**ASSIGNMENT:** Each of the entries beneath this task should be written out exactly.

____________

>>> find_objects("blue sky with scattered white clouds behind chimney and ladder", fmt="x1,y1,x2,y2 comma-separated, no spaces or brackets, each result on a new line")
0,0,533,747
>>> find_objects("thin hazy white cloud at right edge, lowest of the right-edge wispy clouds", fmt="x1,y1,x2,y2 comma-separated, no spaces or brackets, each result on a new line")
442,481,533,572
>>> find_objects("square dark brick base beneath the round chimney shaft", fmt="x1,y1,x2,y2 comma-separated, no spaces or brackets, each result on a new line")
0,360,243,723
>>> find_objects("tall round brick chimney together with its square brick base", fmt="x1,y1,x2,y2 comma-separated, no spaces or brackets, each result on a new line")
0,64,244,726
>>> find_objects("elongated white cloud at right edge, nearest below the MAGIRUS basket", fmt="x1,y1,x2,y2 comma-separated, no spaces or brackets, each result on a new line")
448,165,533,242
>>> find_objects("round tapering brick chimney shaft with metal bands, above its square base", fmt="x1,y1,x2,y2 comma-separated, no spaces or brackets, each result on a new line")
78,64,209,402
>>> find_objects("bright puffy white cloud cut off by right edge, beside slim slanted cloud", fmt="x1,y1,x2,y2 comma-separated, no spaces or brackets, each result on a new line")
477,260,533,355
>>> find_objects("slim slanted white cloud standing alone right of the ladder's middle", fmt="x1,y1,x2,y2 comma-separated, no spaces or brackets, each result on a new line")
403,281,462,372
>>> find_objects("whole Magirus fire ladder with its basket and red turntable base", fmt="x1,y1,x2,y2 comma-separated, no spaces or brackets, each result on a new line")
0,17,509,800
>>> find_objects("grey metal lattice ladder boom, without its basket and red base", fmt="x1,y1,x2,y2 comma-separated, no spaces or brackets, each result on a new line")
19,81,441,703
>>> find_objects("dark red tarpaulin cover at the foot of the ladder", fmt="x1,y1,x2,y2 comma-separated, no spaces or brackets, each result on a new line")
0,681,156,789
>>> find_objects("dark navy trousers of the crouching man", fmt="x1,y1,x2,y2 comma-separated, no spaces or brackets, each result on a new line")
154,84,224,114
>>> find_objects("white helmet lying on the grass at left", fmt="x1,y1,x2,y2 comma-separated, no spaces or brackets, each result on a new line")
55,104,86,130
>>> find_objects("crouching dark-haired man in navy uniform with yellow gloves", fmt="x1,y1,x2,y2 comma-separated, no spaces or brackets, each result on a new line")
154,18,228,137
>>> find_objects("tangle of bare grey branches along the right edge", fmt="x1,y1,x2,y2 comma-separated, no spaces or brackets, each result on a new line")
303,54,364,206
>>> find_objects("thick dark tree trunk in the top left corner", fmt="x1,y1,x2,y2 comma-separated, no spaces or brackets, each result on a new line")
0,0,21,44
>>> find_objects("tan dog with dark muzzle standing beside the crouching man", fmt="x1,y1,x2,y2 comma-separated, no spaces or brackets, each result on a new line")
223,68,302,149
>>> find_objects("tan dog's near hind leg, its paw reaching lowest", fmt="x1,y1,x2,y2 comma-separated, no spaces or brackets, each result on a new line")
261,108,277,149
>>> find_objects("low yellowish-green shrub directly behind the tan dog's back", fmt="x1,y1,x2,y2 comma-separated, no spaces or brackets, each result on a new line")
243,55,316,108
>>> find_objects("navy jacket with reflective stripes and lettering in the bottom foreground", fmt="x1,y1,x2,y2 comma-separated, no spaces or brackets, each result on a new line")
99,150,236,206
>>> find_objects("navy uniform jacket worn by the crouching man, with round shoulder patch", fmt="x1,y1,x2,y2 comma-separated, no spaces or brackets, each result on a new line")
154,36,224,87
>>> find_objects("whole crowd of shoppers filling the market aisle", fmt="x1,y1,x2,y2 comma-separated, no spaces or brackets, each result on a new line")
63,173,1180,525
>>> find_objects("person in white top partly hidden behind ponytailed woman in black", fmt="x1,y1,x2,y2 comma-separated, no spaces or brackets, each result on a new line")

____________

**SOLUTION TO THIS TASK:**
>>> find_objects("blue sky with scattered white clouds behind chimney and ladder", fmt="x1,y1,x2,y2 comma-separated, no spaces or brackets, each result on a new line")
0,0,533,747
>>> find_objects("thin hazy white cloud at right edge, lowest of the right-edge wispy clouds", fmt="x1,y1,x2,y2 comma-separated, no spaces or brackets, each result on a new line")
442,481,533,572
>>> find_objects("square dark brick base beneath the round chimney shaft", fmt="x1,y1,x2,y2 comma-separated, no spaces or brackets, each result on a new line")
0,360,243,723
>>> find_objects("tall round brick chimney together with its square brick base", fmt="x1,y1,x2,y2 comma-separated, no spaces or brackets, each result on a new line")
0,64,244,726
>>> find_objects("elongated white cloud at right edge, nearest below the MAGIRUS basket", fmt="x1,y1,x2,y2 comma-separated, no spaces or brackets, each result on a new line")
448,165,533,242
>>> find_objects("round tapering brick chimney shaft with metal bands, above its square base", fmt="x1,y1,x2,y2 comma-separated, no spaces or brackets, each result on a new line")
78,64,209,402
>>> find_objects("bright puffy white cloud cut off by right edge, beside slim slanted cloud", fmt="x1,y1,x2,y2 comma-separated, no spaces or brackets, each result on a new line")
477,260,533,355
>>> find_objects("slim slanted white cloud standing alone right of the ladder's middle", fmt="x1,y1,x2,y2 comma-separated, no spaces or brackets, each result on a new line")
403,281,462,372
>>> find_objects("whole Magirus fire ladder with its basket and red turntable base", fmt="x1,y1,x2,y2 comma-separated, no spaces or brackets, each result on a new line")
0,17,509,800
>>> find_objects("grey metal lattice ladder boom, without its basket and red base", fmt="x1,y1,x2,y2 comma-separated, no spaces or brackets, each result on a new line")
19,81,441,703
>>> find_objects("dark red tarpaulin cover at the foot of the ladder", fmt="x1,y1,x2,y2 comma-separated, no spaces or brackets, each result on a new line")
0,681,156,789
>>> find_objects("dark navy trousers of the crouching man", fmt="x1,y1,x2,y2 comma-separated, no spaces or brackets, each result on a new line")
154,84,224,114
>>> find_objects("white helmet lying on the grass at left", fmt="x1,y1,x2,y2 comma-separated, no spaces or brackets, each result on a new line")
55,104,86,130
>>> find_objects("crouching dark-haired man in navy uniform with yellow gloves", fmt="x1,y1,x2,y2 comma-separated, no spaces or brackets, each result on a new line")
154,18,228,137
>>> find_objects("tangle of bare grey branches along the right edge", fmt="x1,y1,x2,y2 comma-separated, no spaces or brackets, each result on a new line")
303,54,364,206
>>> find_objects("thick dark tree trunk in the top left corner", fmt="x1,y1,x2,y2 comma-separated, no spaces or brackets, each result on a new line")
0,0,21,44
>>> find_objects("tan dog with dark muzzle standing beside the crouching man", fmt="x1,y1,x2,y2 comma-separated, no spaces or brackets, each result on a new line")
223,68,302,149
>>> find_objects("tan dog's near hind leg, its paw reaching lowest", fmt="x1,y1,x2,y2 comma-separated, no spaces or brackets, each result on a new line")
261,108,277,149
>>> find_objects("low yellowish-green shrub directly behind the tan dog's back", fmt="x1,y1,x2,y2 comma-separated, no spaces or brackets, each result on a new line")
243,55,316,108
>>> find_objects("navy jacket with reflective stripes and lettering in the bottom foreground", fmt="x1,y1,x2,y2 comma-separated, no spaces or brackets, each result on a new line")
99,150,236,206
>>> find_objects("navy uniform jacket worn by the crouching man, with round shoulder patch", fmt="x1,y1,x2,y2 comma-separated, no spaces or brackets, each result on a new line")
154,36,224,87
>>> find_objects("whole crowd of shoppers filling the market aisle", fmt="x1,y1,x2,y2 comma-separated, no spaces or brackets, each result on a new line")
63,173,1180,525
>>> find_objects("person in white top partly hidden behind ponytailed woman in black", fmt="x1,y1,x2,y2 comma-separated, no spaces or brackets, each result on a new line")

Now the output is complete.